### Supplied data

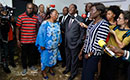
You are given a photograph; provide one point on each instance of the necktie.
(70, 22)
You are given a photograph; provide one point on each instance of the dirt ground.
(31, 75)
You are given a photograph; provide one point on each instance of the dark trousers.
(128, 72)
(63, 55)
(4, 51)
(90, 66)
(72, 59)
(28, 55)
(113, 68)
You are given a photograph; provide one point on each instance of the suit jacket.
(74, 34)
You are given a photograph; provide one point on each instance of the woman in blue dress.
(47, 41)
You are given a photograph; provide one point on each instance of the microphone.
(104, 46)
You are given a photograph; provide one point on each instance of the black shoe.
(66, 71)
(13, 65)
(71, 77)
(6, 69)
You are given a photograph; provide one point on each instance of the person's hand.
(88, 55)
(48, 6)
(19, 44)
(42, 48)
(80, 55)
(112, 32)
(59, 44)
(83, 25)
(118, 52)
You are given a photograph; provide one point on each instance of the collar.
(30, 15)
(75, 15)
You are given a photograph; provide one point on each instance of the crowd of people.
(71, 40)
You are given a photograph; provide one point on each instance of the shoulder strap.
(116, 27)
(126, 34)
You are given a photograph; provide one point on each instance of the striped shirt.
(96, 32)
(27, 27)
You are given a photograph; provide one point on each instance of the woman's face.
(41, 8)
(121, 20)
(110, 15)
(94, 12)
(54, 15)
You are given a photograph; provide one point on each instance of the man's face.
(87, 7)
(29, 8)
(72, 10)
(41, 8)
(94, 12)
(110, 15)
(65, 11)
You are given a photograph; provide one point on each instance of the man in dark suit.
(73, 38)
(62, 20)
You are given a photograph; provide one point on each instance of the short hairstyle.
(100, 7)
(116, 10)
(40, 5)
(127, 16)
(74, 5)
(29, 4)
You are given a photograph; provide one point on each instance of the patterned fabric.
(96, 32)
(119, 33)
(49, 36)
(27, 27)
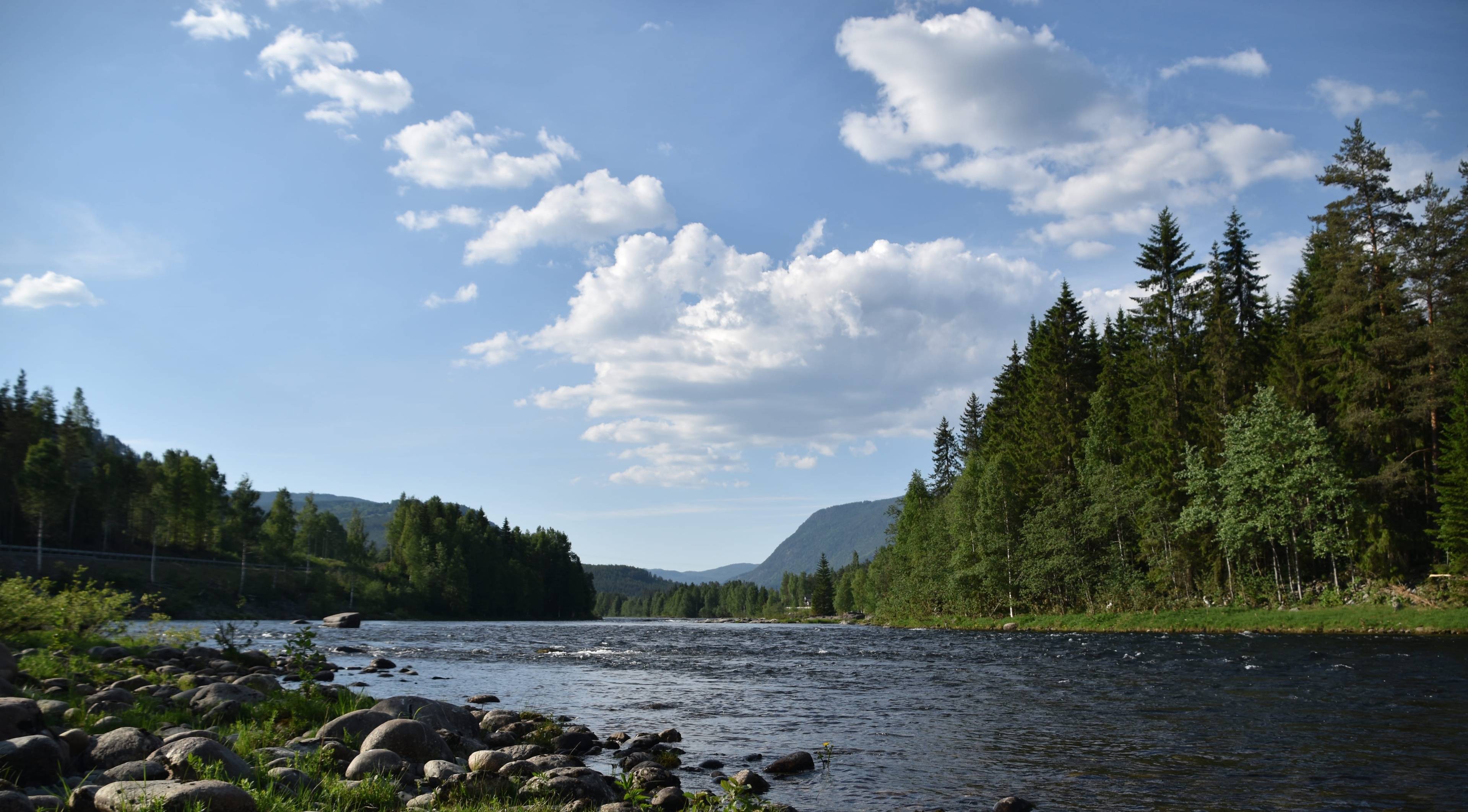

######

▸ Job: Give the material above as a JSON list of strings, one string per line, omitting blank lines and the pictures.

▸ The output:
[
  "You are given a photograph; provide one point on each instance of the necktie.",
  "(70, 22)",
  "You are given a photograph; provide one point on each instance of the dirt ground.",
  "(31, 75)",
  "You are given a photograph; provide one point on each instance of the dark trousers.",
  "(128, 72)",
  "(63, 55)",
  "(4, 51)",
  "(90, 66)",
  "(72, 59)",
  "(28, 55)",
  "(113, 68)",
  "You are given a photograph; provide one point on each instance of the suit jacket.",
  "(74, 34)",
  "You are given a photograph; provide one point on each instance of the woman in blue dress.",
  "(47, 41)",
  "You are given a photograph; provide one point on each instance of the microphone.",
  "(104, 46)",
  "You are given a photograph; provide one point on each instance of the black shoe.",
  "(66, 71)",
  "(13, 65)",
  "(71, 77)",
  "(6, 69)",
  "You are given a photograph; provide one point on each instance of the person's hand.",
  "(88, 55)",
  "(48, 6)",
  "(19, 44)",
  "(42, 48)",
  "(80, 55)",
  "(112, 32)",
  "(59, 44)",
  "(83, 25)",
  "(118, 52)",
  "You are given a photograph; provide one point on each instance of the collar.",
  "(30, 15)",
  "(75, 15)",
  "You are given a photograph; provide one point on each instance of the crowd of people.",
  "(71, 40)",
  "You are given a photograph; provide one point on each instance of the shoulder strap.",
  "(116, 27)",
  "(126, 34)",
  "You are given a photograph; provide one point on each instance of the striped shirt.",
  "(96, 32)",
  "(27, 27)",
  "You are given a photograph; provide one point on each instance of the woman's face.",
  "(41, 8)",
  "(121, 20)",
  "(110, 15)",
  "(94, 12)",
  "(54, 15)",
  "You are given a photograph; provide one point on each instance of the man's face.",
  "(87, 7)",
  "(29, 8)",
  "(72, 10)",
  "(41, 8)",
  "(94, 12)",
  "(110, 15)",
  "(65, 11)",
  "You are given a photograph; provide one point on each instance of the man in dark suit.",
  "(73, 38)",
  "(62, 20)",
  "You are given a photograph; provide one point on each instance of the short hairstyle.",
  "(100, 7)",
  "(116, 10)",
  "(40, 5)",
  "(127, 16)",
  "(74, 5)",
  "(29, 4)",
  "You are given a photograph; provide one point on each instance of the patterned fabric.",
  "(96, 32)",
  "(119, 33)",
  "(49, 36)",
  "(27, 27)"
]